Exercise goal: Change "photograph" to "image" throughout the material below and give it back with nothing else altered. Leave the pictures out of your answer.

Dataset excerpt:
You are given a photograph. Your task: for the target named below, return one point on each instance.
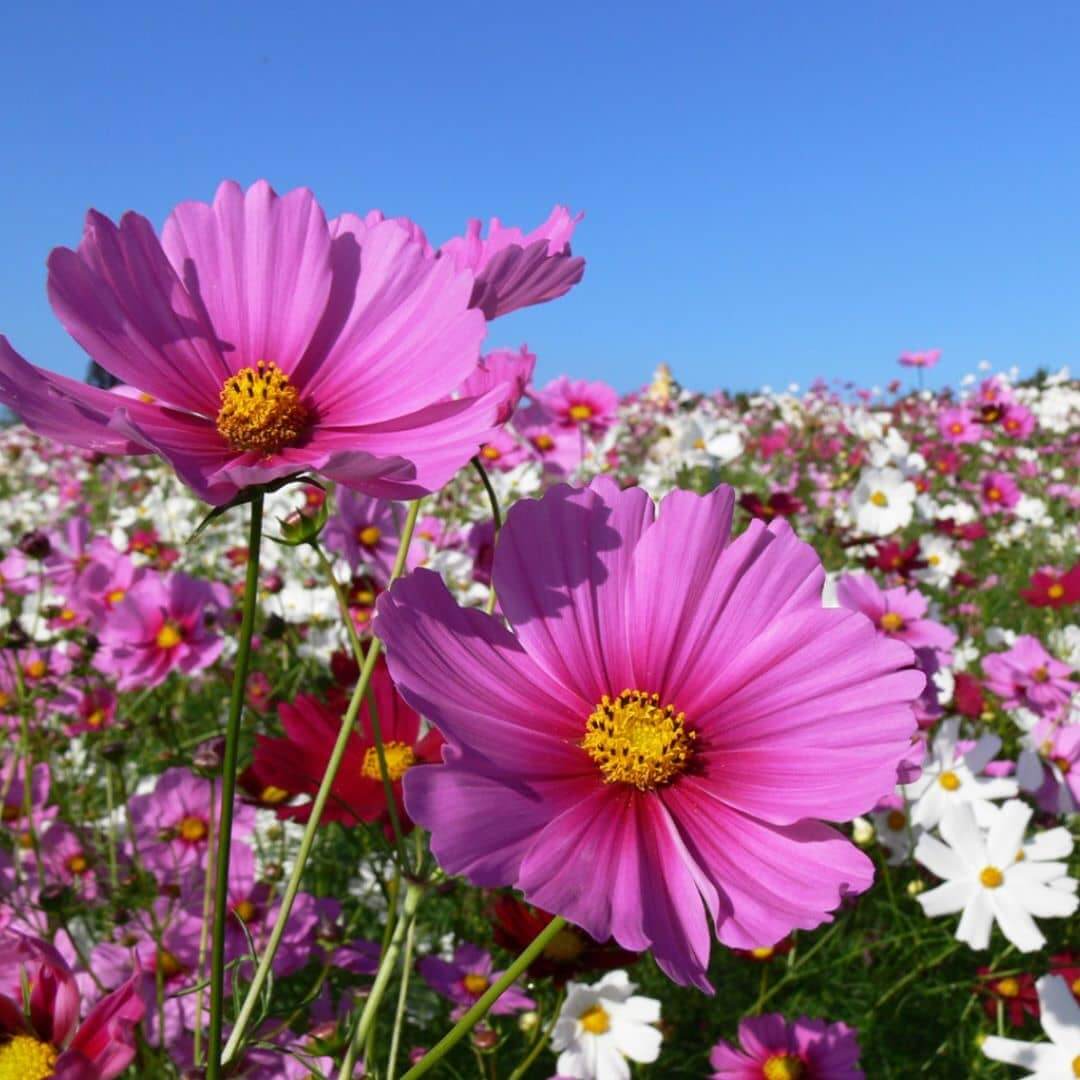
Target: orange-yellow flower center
(595, 1020)
(475, 984)
(400, 757)
(635, 740)
(24, 1057)
(192, 829)
(368, 536)
(949, 781)
(260, 410)
(782, 1067)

Solution to this task:
You are given a image. Your task: for the target named below, return one point on each instance.
Target: orange-yellow flower center
(595, 1020)
(475, 984)
(400, 757)
(635, 740)
(24, 1057)
(192, 829)
(368, 536)
(949, 781)
(260, 410)
(782, 1067)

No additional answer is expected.